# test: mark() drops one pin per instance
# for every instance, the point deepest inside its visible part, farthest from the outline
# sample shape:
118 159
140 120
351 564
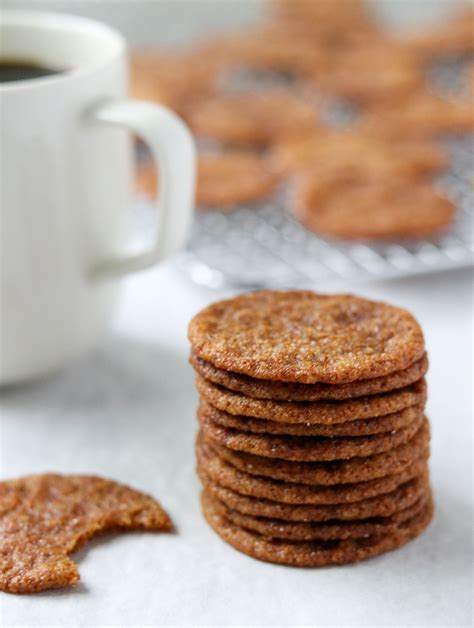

Goal: Pull out every line of the data above that contains the word "instance".

Full solution:
# test: mark() drops one pin per instance
# for every instance, the point deepest inside its visible part, farthest from the outline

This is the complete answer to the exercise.